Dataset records
## begin
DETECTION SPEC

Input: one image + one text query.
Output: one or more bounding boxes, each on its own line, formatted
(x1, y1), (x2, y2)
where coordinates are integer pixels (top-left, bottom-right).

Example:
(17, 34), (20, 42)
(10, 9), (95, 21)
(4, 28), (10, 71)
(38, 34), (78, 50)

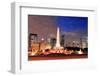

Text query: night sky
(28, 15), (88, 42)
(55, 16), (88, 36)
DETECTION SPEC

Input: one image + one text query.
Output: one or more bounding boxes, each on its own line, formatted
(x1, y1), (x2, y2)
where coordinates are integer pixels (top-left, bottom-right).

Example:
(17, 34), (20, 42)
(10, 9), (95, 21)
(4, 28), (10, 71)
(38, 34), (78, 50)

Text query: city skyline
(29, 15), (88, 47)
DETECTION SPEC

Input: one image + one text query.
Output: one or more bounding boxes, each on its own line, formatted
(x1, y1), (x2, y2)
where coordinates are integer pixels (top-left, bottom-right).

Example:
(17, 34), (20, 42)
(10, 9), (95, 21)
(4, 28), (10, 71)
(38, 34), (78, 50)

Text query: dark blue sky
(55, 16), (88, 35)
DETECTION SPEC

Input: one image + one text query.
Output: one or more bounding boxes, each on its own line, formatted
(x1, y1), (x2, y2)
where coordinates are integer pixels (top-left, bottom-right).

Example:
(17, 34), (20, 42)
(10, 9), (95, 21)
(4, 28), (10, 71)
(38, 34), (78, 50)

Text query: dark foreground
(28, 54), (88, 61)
## end
## begin
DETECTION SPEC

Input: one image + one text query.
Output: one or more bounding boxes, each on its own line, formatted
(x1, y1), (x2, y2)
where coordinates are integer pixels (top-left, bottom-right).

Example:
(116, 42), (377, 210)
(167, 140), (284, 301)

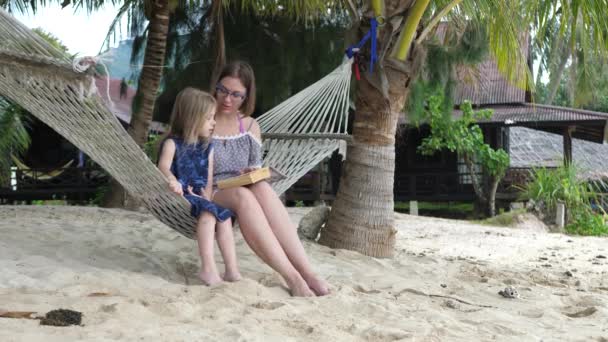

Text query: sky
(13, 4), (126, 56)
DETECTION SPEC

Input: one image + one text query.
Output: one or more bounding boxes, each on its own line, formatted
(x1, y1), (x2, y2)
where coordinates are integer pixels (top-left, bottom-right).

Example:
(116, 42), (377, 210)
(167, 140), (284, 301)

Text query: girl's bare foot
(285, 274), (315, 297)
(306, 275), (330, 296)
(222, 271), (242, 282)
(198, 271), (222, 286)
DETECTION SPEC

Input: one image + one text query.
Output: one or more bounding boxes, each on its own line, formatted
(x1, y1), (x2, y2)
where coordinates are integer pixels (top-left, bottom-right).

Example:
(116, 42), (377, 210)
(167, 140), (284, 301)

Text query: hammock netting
## end
## begin
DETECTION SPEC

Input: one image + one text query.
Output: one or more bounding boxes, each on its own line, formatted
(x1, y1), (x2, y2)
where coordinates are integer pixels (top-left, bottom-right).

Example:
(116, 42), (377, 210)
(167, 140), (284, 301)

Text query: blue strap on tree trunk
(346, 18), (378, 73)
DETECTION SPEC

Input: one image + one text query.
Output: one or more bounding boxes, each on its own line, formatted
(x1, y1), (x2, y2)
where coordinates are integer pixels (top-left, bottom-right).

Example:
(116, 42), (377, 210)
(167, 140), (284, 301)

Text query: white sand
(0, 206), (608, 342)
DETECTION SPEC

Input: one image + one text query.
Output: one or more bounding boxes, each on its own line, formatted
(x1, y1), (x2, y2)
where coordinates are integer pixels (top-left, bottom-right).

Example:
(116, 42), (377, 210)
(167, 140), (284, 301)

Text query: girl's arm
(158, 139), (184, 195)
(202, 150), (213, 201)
## end
Return every line of the items above that contains the word "dark", matching case exactly.

Text query: dark blue sky
Text query: dark foreground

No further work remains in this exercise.